My grandpa's massive old wooden radio was handed down to me in 1989. It seemed bigger than I was. It only worked on AM stations

Jarrod Kimber
Jarrod Kimber
25-Feb-2013
My grandpa's massive old wooden radio was handed down to me in 1989. It seemed bigger than I was. It only worked on AM stations. And it sometimes changed the station on its own. The year I received it was perfectly timed, as during that Australian winter I listened the Ashes. In 1989 I was allowed to watch the first hour before being sent to bed. In 1993, I was allowed up until lunch. My parents probably thought that I'd fall asleep listening to the radio. I rarely did, but on the odd occasions I did, any wicket or cracking shot would wake me up.
It wasn't just the cricket I liked; it was that it was different to ABC Grandstand. Different voices and outlooks than I was used to. It seemed more like an English play than a cricket commentary to my nine-year-old ears. The morning after I'd quote Christopher Martin-Jenkins to my dad. Something about CMJ just spoke to me, and for years he was my favourite commentator. CMJ was alien to me, but in the very best kind of way. At nine, I was already searching for new people and voices.
By 2007 I was so dismayed with all forms of cricket commentary I started writing about cricket. By then I'd been what the boards refer to as a "cricket consumer" for over 20 years and I was frustrated by the lack of new voices. Too much of cricket media was either propaganda or reactionary. Both angered me. Ex-players with great insight were outweighed by ex-players with little of anything. Quotes pieces had taken over cricket news. Too often it was the same people saying the same things over and over again. Few new faces, few new voices, almost no dissenting opinion.

DATA SHOWN:
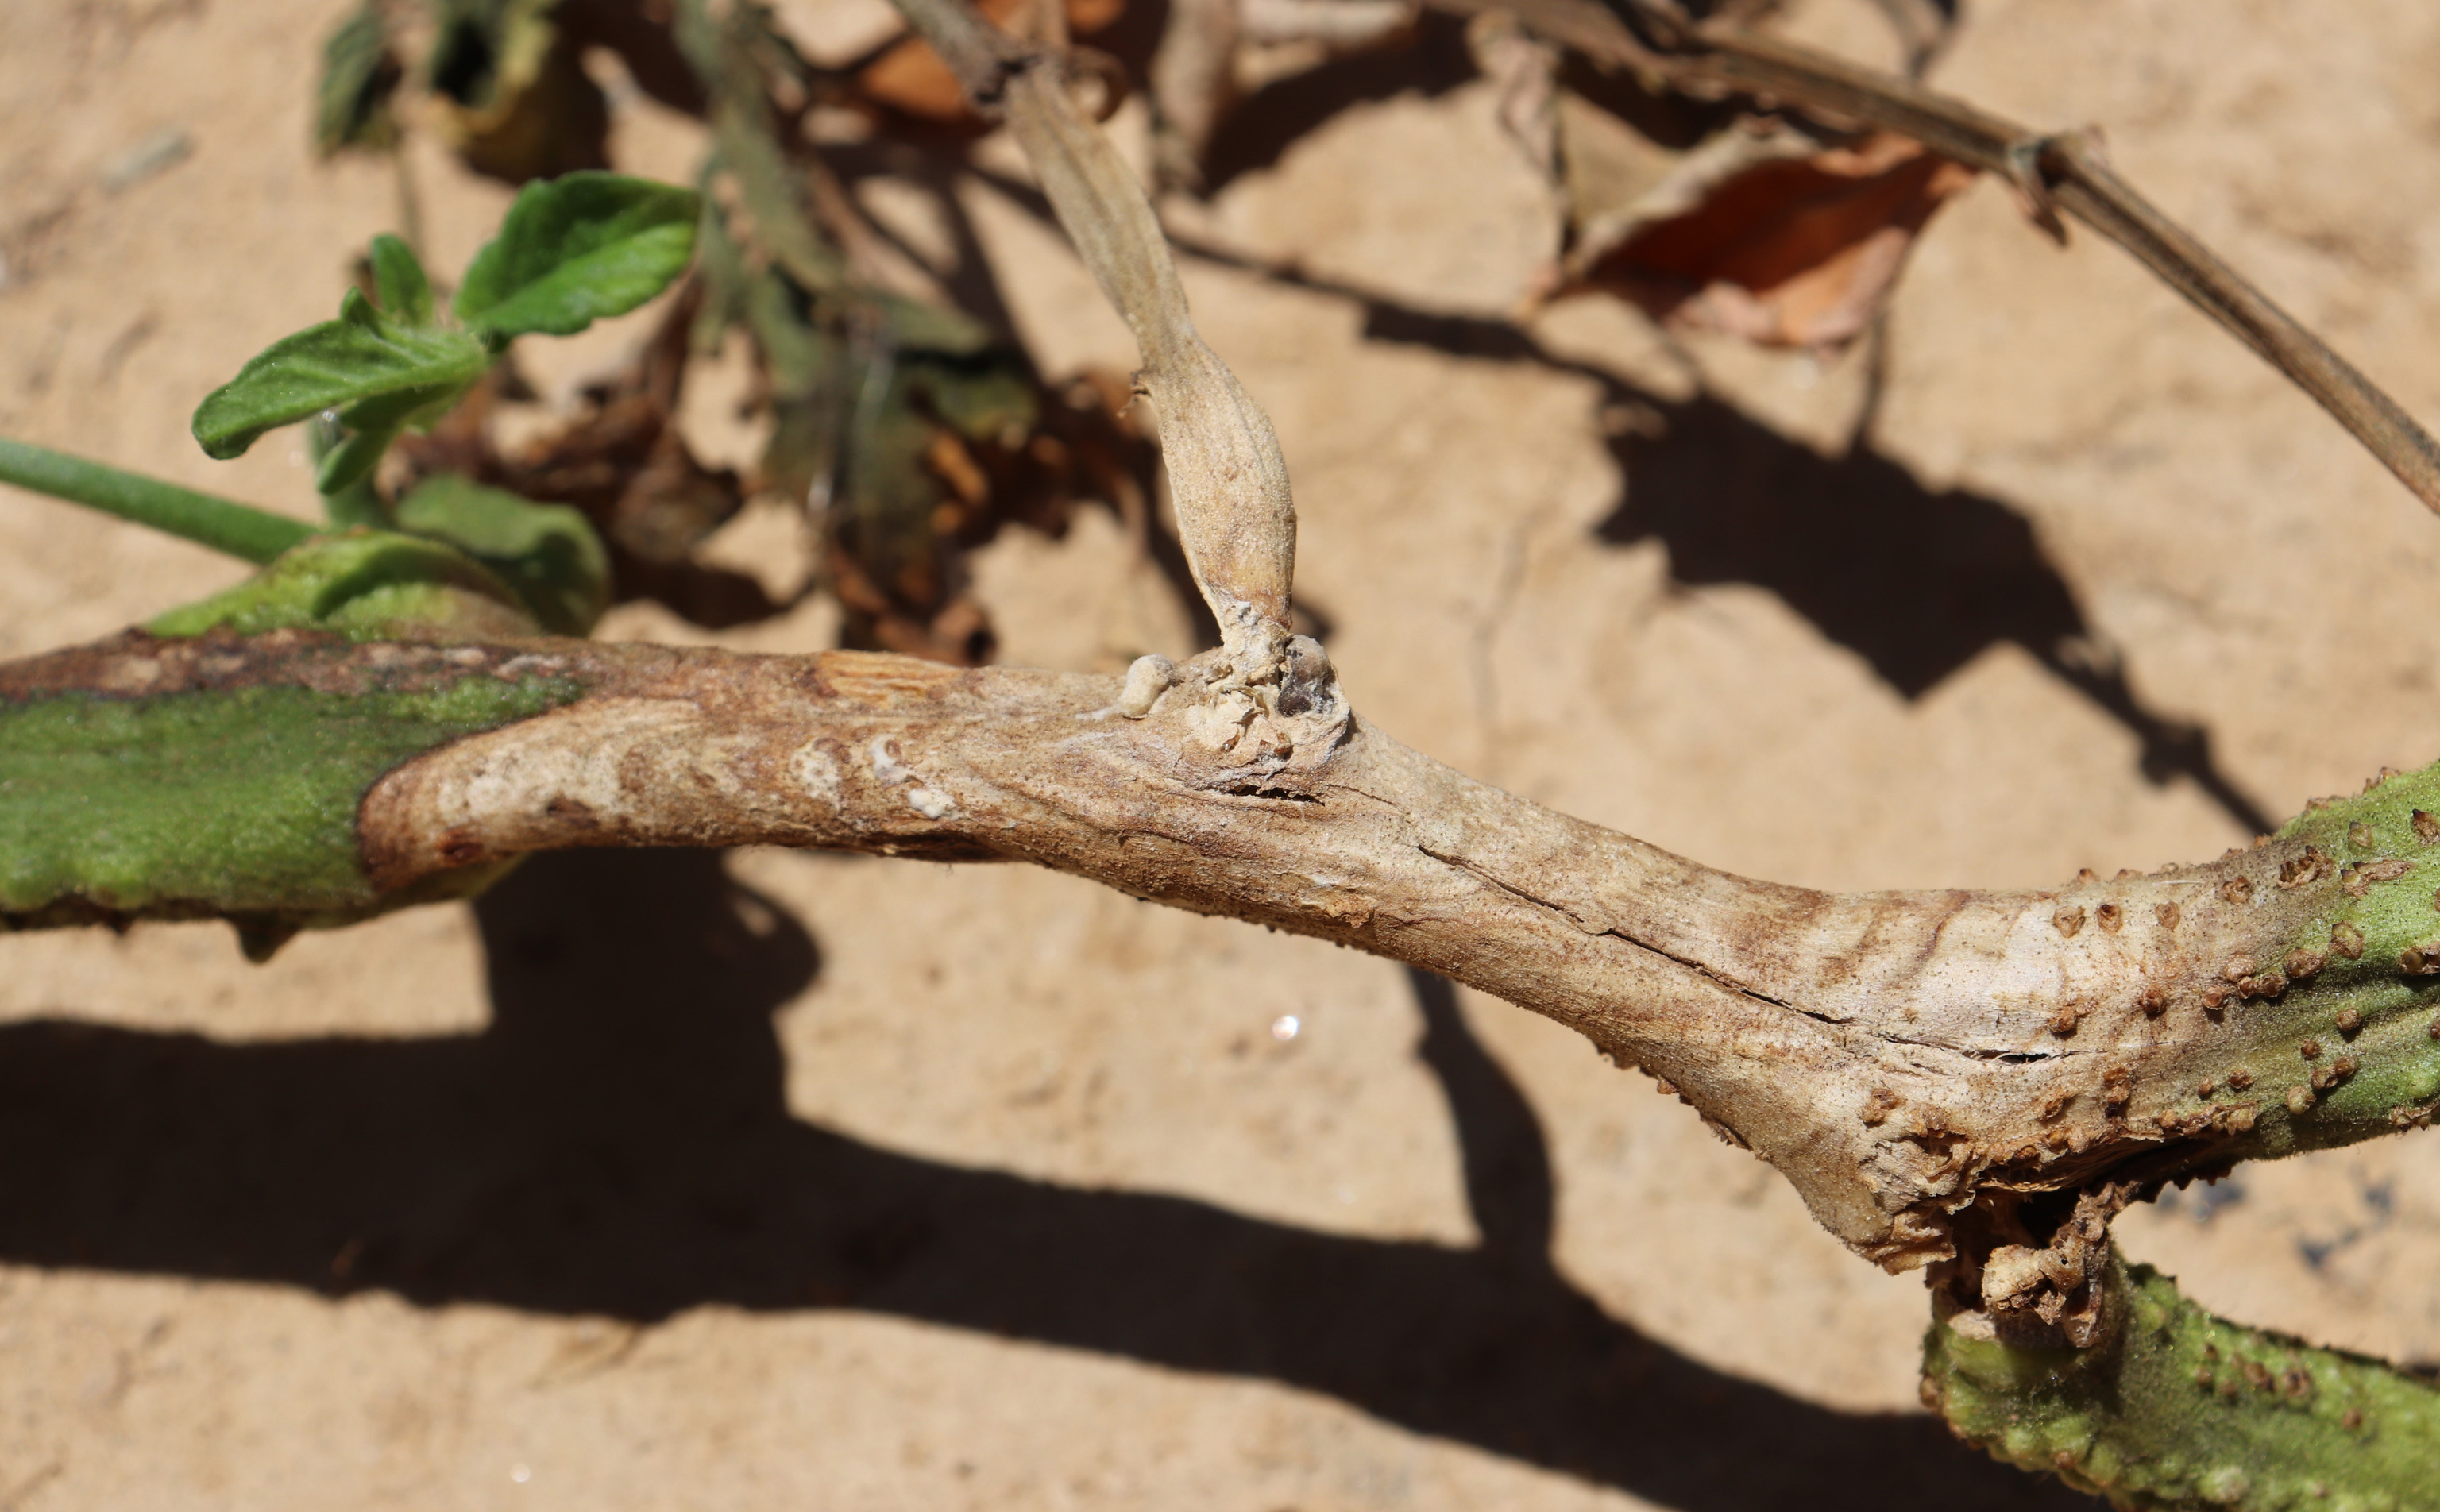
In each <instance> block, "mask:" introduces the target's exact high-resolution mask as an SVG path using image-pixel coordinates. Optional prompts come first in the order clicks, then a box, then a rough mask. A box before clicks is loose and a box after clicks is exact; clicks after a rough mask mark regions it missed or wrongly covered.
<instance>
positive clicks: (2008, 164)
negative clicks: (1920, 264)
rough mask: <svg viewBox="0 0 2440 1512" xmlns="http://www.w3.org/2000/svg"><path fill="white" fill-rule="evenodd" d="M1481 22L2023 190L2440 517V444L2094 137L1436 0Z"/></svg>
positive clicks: (1648, 31)
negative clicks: (2137, 263) (2170, 208)
mask: <svg viewBox="0 0 2440 1512" xmlns="http://www.w3.org/2000/svg"><path fill="white" fill-rule="evenodd" d="M1427 2H1430V5H1432V7H1437V10H1449V12H1457V15H1476V12H1486V10H1505V12H1510V15H1515V17H1518V20H1520V22H1525V27H1527V29H1532V32H1540V34H1542V37H1547V39H1552V41H1559V44H1564V46H1571V49H1576V51H1581V54H1584V56H1588V59H1593V61H1596V63H1608V66H1620V68H1632V71H1637V73H1642V76H1647V78H1657V80H1664V83H1669V85H1676V88H1686V85H1693V88H1708V90H1723V88H1725V90H1735V93H1742V95H1754V98H1762V100H1771V102H1779V105H1793V107H1798V110H1806V112H1823V115H1830V117H1840V119H1847V122H1857V124H1871V127H1881V129H1889V132H1901V134H1906V137H1913V139H1915V141H1920V144H1925V146H1928V149H1932V151H1935V154H1940V156H1945V159H1954V161H1959V163H1969V166H1974V168H1984V171H1989V173H1996V176H2001V178H2006V180H2008V183H2013V185H2015V188H2018V190H2023V195H2025V200H2028V205H2030V207H2033V217H2035V222H2040V224H2042V227H2045V229H2050V232H2052V234H2057V237H2064V224H2062V222H2059V215H2062V212H2064V215H2072V217H2074V219H2079V222H2084V224H2089V227H2091V229H2096V232H2101V234H2103V237H2108V239H2111V241H2115V244H2118V246H2123V249H2128V251H2130V254H2135V259H2137V261H2140V263H2142V266H2147V268H2152V273H2157V276H2159V278H2162V280H2164V283H2167V285H2169V288H2174V290H2176V293H2181V295H2184V298H2186V300H2189V302H2194V305H2196V307H2198V310H2201V312H2203V315H2208V317H2211V319H2216V322H2220V327H2225V329H2228V332H2230V334H2233V337H2237V339H2240V341H2245V344H2247V346H2250V349H2255V354H2259V356H2262V358H2264V361H2267V363H2272V366H2274V368H2279V373H2284V376H2286V378H2289V380H2291V383H2296V385H2298V388H2301V390H2306V393H2308V395H2313V400H2316V402H2318V405H2320V407H2323V410H2328V412H2330V415H2333V417H2335V419H2338V422H2340V424H2342V427H2347V432H2350V434H2352V437H2355V439H2357V441H2362V444H2364V449H2367V451H2372V456H2377V458H2379V461H2381V466H2386V468H2389V471H2391V473H2396V478H2399V480H2401V483H2403V485H2406V488H2408V490H2411V493H2413V495H2416V497H2418V500H2423V505H2425V507H2430V510H2435V512H2440V441H2435V439H2433V437H2430V432H2425V429H2423V427H2420V424H2416V419H2413V417H2411V415H2408V412H2406V410H2403V407H2399V402H2396V400H2391V398H2389V395H2386V393H2381V388H2379V385H2374V383H2372V380H2369V378H2364V376H2362V373H2359V371H2355V366H2352V363H2347V358H2342V356H2338V354H2335V351H2330V346H2328V344H2325V341H2323V339H2320V337H2316V334H2313V332H2308V329H2306V327H2303V324H2298V322H2296V317H2291V315H2289V312H2286V310H2281V307H2279V305H2277V302H2274V300H2272V298H2269V295H2264V293H2262V290H2259V288H2255V285H2252V283H2247V280H2245V276H2242V273H2237V271H2235V268H2230V266H2228V263H2225V261H2220V259H2218V256H2216V254H2213V251H2211V249H2208V246H2203V244H2201V241H2196V239H2194V234H2189V232H2186V229H2184V227H2179V224H2176V222H2172V219H2169V217H2167V215H2162V212H2159V207H2155V205H2152V202H2150V200H2145V198H2142V195H2140V193H2137V190H2135V188H2133V185H2130V183H2128V180H2125V178H2120V176H2118V173H2115V171H2113V168H2111V166H2108V161H2106V159H2103V154H2101V144H2098V139H2096V137H2094V134H2091V132H2035V129H2030V127H2020V124H2015V122H2011V119H2006V117H1998V115H1991V112H1986V110H1979V107H1976V105H1969V102H1964V100H1957V98H1950V95H1942V93H1937V90H1928V88H1923V85H1918V83H1913V80H1906V78H1898V76H1893V73H1881V71H1876V68H1864V66H1859V63H1850V61H1845V59H1837V56H1830V54H1825V51H1818V49H1810V46H1803V44H1796V41H1784V39H1779V37H1764V34H1759V32H1749V29H1742V27H1723V24H1691V22H1686V20H1684V17H1681V15H1676V10H1674V7H1664V5H1659V2H1654V0H1640V2H1637V5H1635V15H1637V20H1640V22H1645V27H1647V34H1637V32H1635V27H1630V24H1627V22H1625V20H1620V17H1618V15H1615V12H1613V10H1608V7H1603V5H1598V2H1596V0H1427Z"/></svg>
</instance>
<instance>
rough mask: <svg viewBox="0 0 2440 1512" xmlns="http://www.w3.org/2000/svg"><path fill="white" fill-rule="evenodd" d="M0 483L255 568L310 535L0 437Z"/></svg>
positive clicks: (249, 507) (115, 468) (73, 458)
mask: <svg viewBox="0 0 2440 1512" xmlns="http://www.w3.org/2000/svg"><path fill="white" fill-rule="evenodd" d="M0 483H15V485H17V488H32V490H34V493H49V495H54V497H63V500H73V502H78V505H88V507H95V510H102V512H107V515H117V517H120V519H134V522H137V524H149V527H154V529H159V532H168V534H173V537H183V539H188V541H195V544H198V546H210V549H212V551H224V554H229V556H237V558H242V561H254V563H266V561H271V558H273V556H278V554H281V551H288V549H290V546H298V544H303V541H305V539H307V537H312V534H315V527H312V524H307V522H303V519H288V517H285V515H273V512H268V510H256V507H254V505H239V502H237V500H224V497H215V495H210V493H195V490H193V488H178V485H176V483H161V480H159V478H142V476H137V473H122V471H120V468H110V466H102V463H98V461H85V458H81V456H66V454H61V451H51V449H46V446H32V444H27V441H10V439H0Z"/></svg>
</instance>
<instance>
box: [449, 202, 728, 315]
mask: <svg viewBox="0 0 2440 1512" xmlns="http://www.w3.org/2000/svg"><path fill="white" fill-rule="evenodd" d="M695 219H698V200H695V193H693V190H683V188H676V185H666V183H649V180H644V178H625V176H620V173H566V176H561V178H554V180H549V183H529V185H525V190H522V193H520V195H517V202H515V205H510V210H508V219H505V222H503V224H500V234H498V237H493V241H490V244H488V246H483V251H478V254H473V263H468V266H466V283H461V285H459V295H456V315H459V319H464V322H466V324H468V327H473V329H478V332H483V334H486V337H488V339H493V341H495V344H498V341H505V339H510V337H525V334H549V337H571V334H576V332H581V329H586V327H588V324H593V322H595V319H603V317H610V315H625V312H627V310H634V307H637V305H642V302H644V300H649V298H654V295H656V293H661V290H664V288H669V283H671V280H673V278H676V276H678V273H683V271H686V263H688V261H691V259H693V256H695Z"/></svg>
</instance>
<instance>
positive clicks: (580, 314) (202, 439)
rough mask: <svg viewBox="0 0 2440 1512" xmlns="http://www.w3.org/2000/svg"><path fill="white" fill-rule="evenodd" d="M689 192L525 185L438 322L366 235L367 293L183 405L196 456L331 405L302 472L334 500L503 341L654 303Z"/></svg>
mask: <svg viewBox="0 0 2440 1512" xmlns="http://www.w3.org/2000/svg"><path fill="white" fill-rule="evenodd" d="M698 205H700V200H698V198H695V193H693V190H683V188H673V185H666V183H649V180H644V178H625V176H620V173H569V176H566V178H554V180H551V183H529V185H527V188H525V193H520V195H517V202H515V205H510V210H508V219H505V222H503V224H500V234H498V237H493V241H490V244H488V246H483V251H478V254H476V259H473V263H471V266H468V268H466V280H464V283H461V285H459V295H456V315H459V319H464V322H466V324H468V327H471V329H449V327H444V324H442V315H439V310H437V305H434V300H432V280H429V278H425V271H422V263H417V261H415V251H410V249H407V244H405V241H400V239H398V237H373V249H371V266H373V290H376V295H378V305H376V300H371V298H366V295H364V290H349V293H346V298H344V300H342V302H339V319H332V322H325V324H317V327H310V329H303V332H298V334H293V337H288V339H283V341H273V344H271V346H268V349H266V351H264V354H261V356H256V358H254V361H249V363H246V366H244V368H239V371H237V378H232V380H227V383H224V385H220V388H217V390H212V395H210V398H205V400H203V405H200V407H198V410H195V424H193V429H195V439H198V441H203V451H205V456H215V458H229V456H239V454H242V451H246V446H254V441H256V439H259V437H261V434H264V432H271V429H278V427H283V424H295V422H300V419H310V417H312V415H322V412H325V410H332V412H337V419H339V424H342V427H344V437H342V439H339V444H337V446H332V449H329V451H327V454H325V456H322V463H320V471H317V473H315V488H320V490H322V493H325V495H337V493H344V490H349V488H354V485H356V483H361V480H364V478H368V476H371V473H373V468H376V466H378V463H381V454H383V451H388V446H390V439H393V437H398V432H403V429H407V427H425V424H432V422H434V419H439V417H442V415H444V412H447V410H449V407H451V405H454V402H456V400H459V398H461V395H464V393H466V388H471V385H473V383H476V380H478V378H481V376H483V373H486V371H488V368H490V361H493V358H495V356H498V354H500V349H503V346H508V341H510V339H512V337H522V334H529V332H539V334H551V337H569V334H576V332H581V329H586V327H588V324H593V322H595V319H600V317H605V315H625V312H627V310H634V307H637V305H642V302H644V300H649V298H654V295H656V293H661V290H664V288H669V283H671V280H673V278H678V273H683V271H686V263H688V261H691V259H693V256H695V217H698Z"/></svg>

ACTIONS TO TAKE:
1. Reproduce the part of the cricket commentary text from "It wasn't just" to "people and voices." word for word.
2. Answer these questions from the cricket commentary text:
(a) In what year was the grandpa's radio handed down to the writer?
(b) Which commentator was the writer's favourite for years?
(c) In what year did the writer start writing about cricket?

TASK SOLUTIONS:
1.
It wasn't just the cricket I liked; it was that it was different to ABC Grandstand. Different voices and outlooks than I was used to. It seemed more like an English play than a cricket commentary to my nine-year-old ears. The morning after I'd quote Christopher Martin-Jenkins to my dad. Something about CMJ just spoke to me, and for years he was my favourite commentator. CMJ was alien to me, but in the very best kind of way. At nine, I was already searching for new people and voices.

2.
(a) 1989
(b) Christopher Martin-Jenkins (CMJ)
(c) 2007